__TO DO__: According to the profile of Dominique de Quervain, since what year has he worked at the University of Basel?
EXCERPTED PASSAGE Block Start
- Born: December 8, 1968 (age 56) Bern, Switzerland

= Dominique de Quervain =

Swiss neuroscientist

Dominique de Quervain (born December 8, 1968) is a Swiss neuroscientist. He is professor of neuroscience and director of the Division of Cognitive Neuroscience at the University of Basel, Switzerland. He is known for his pioneering research into the use of glucocorticoids (cortisol) in the treatment of PTSD and phobias. He is understood to have found a link between cortisol and forgetting, specifically that cortisol can inhibit memory retrieval. Furthermore, he is known for his contributions to the field of genetics of human memory.

==Career==
After receiving his MD from University of Bern in 1998, de Quervain has worked at University of California Irvine, University Psychiatric Clinic Basel, and University of Zürich. Since 2009, he has worked at the University of Basel where he currently serves as director of the division of cognitive neuroscience.

==Glucocorticoids and memory==
de Quervain's work with glucocorticoids, mainly cortisol, and memory dates back to 1998 after he found that glucocorticoids cause an impairment in memory retrieval in animals. He has since applied his findings about glucocorticoids to fear memory related to phobias, PTSD, and addiction memory. Memory retrieval, especially retrieval of emotional memories, is impaired when healthy subjects are given doses of cortisol. Whereas cortisol impairs memory retrieval, cortisol enhances memory consolidation when moving emotional memories to long term memory. In phobia patients, cortisol can be administered before a fearful stimuli is presented, halting the retrieval of fear memories. Memory consolidation of the corrective experience is enhanced, facilitating fear extinction. If this procedure is repeated over time, the fear memory eventually gets weaker.
EXCERPTED PASSAGE Block End
THE DATA Block Start
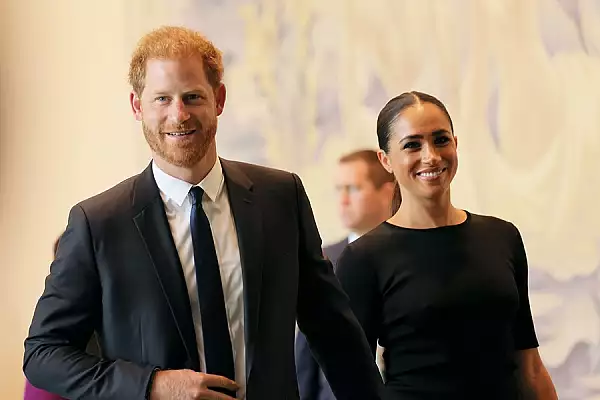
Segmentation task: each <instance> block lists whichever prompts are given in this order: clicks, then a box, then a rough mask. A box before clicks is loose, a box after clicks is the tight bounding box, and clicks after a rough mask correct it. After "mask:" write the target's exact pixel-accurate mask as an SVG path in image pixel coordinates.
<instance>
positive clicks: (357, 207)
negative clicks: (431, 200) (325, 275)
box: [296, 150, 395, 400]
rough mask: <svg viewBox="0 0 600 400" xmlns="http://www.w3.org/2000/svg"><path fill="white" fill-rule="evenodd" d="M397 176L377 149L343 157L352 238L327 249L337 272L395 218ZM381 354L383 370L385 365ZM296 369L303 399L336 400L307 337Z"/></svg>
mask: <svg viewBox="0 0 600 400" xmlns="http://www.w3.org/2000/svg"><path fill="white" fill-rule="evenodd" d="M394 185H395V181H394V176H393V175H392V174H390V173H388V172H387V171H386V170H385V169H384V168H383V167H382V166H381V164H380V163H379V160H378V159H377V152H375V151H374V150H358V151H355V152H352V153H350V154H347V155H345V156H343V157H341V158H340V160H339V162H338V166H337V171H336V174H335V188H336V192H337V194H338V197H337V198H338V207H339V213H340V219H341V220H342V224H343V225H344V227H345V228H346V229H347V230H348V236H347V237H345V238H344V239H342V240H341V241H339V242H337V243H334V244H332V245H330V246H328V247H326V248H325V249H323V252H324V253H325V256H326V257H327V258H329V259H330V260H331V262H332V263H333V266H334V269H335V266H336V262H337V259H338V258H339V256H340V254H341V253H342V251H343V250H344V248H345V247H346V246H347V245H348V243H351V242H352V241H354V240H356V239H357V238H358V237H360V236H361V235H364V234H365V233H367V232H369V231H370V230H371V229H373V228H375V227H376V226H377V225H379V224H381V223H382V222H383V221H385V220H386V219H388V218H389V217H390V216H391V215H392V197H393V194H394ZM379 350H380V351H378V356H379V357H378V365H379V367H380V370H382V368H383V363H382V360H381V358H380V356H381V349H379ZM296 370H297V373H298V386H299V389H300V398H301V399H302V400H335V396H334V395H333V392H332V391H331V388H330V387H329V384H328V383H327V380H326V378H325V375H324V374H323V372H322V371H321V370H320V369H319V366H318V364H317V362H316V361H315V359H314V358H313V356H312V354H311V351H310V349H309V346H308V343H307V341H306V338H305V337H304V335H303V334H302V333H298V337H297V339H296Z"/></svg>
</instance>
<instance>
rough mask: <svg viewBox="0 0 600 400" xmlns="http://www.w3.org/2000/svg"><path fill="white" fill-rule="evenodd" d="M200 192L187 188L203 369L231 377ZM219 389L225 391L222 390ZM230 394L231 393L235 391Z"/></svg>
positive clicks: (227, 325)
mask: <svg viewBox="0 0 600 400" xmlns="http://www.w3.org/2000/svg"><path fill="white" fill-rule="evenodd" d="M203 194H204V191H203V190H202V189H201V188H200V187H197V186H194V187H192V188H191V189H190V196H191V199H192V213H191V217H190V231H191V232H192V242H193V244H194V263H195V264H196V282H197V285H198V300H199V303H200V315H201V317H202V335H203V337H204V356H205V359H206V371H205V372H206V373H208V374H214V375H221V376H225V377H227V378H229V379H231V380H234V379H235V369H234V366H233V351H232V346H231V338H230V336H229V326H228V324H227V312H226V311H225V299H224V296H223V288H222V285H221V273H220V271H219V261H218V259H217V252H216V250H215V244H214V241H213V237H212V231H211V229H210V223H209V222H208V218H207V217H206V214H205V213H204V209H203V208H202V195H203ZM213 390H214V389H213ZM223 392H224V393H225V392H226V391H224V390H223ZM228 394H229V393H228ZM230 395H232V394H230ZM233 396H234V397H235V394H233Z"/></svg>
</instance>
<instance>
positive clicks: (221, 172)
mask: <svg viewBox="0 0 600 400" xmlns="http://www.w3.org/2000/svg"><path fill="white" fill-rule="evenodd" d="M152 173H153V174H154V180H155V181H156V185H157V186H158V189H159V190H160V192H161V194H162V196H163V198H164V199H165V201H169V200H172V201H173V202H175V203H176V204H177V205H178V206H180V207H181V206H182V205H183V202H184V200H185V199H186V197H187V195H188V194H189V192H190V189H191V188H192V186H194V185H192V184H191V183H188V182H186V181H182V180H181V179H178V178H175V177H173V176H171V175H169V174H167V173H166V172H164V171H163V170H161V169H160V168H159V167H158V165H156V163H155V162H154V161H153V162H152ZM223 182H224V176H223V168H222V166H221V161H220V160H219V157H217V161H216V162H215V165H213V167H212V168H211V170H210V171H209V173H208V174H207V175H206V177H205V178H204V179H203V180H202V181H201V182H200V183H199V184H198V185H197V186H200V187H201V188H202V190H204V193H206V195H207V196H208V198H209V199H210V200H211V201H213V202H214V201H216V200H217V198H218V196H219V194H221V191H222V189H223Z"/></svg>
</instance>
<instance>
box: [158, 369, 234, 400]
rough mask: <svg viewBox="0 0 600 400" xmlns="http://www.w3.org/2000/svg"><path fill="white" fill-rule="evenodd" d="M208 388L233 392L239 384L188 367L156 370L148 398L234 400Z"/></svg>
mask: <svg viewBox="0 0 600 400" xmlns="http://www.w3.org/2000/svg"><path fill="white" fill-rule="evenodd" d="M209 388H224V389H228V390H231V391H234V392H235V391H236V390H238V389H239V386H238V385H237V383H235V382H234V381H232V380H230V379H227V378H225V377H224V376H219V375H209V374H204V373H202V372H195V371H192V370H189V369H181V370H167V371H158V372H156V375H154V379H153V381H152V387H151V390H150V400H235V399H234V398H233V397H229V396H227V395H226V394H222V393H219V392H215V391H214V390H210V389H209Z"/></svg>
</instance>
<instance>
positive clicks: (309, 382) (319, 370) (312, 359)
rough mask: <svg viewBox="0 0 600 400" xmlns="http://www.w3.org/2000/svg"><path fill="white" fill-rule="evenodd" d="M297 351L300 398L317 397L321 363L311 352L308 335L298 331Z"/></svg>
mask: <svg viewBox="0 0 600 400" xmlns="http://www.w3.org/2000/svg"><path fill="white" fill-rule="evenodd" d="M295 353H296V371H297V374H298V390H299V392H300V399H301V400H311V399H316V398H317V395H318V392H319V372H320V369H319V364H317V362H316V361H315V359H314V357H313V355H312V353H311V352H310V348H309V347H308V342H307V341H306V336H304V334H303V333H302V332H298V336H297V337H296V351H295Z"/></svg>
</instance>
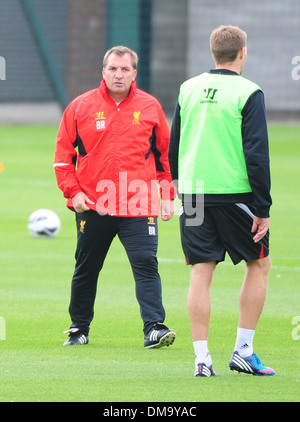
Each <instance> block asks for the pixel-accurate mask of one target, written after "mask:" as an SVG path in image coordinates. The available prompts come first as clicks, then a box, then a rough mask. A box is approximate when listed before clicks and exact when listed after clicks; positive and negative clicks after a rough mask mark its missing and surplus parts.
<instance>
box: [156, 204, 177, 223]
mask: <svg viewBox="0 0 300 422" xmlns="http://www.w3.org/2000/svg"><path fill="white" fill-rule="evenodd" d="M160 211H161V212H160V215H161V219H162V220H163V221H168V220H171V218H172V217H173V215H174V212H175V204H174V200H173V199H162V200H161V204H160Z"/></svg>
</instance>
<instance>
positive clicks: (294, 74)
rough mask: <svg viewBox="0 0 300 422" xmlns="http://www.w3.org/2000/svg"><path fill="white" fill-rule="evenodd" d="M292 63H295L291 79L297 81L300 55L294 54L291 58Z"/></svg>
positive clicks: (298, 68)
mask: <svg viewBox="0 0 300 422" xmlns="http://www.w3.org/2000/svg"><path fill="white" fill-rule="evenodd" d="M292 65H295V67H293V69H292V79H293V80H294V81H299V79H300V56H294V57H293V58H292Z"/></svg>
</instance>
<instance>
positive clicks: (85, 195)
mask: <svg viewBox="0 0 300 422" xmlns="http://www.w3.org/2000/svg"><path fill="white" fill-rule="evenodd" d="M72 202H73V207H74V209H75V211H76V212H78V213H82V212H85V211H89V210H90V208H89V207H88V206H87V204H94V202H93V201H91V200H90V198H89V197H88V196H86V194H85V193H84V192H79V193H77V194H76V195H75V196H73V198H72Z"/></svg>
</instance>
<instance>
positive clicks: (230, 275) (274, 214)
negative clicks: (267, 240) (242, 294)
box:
THE DATA Block End
__WRITTEN ANSWER__: Since 2009.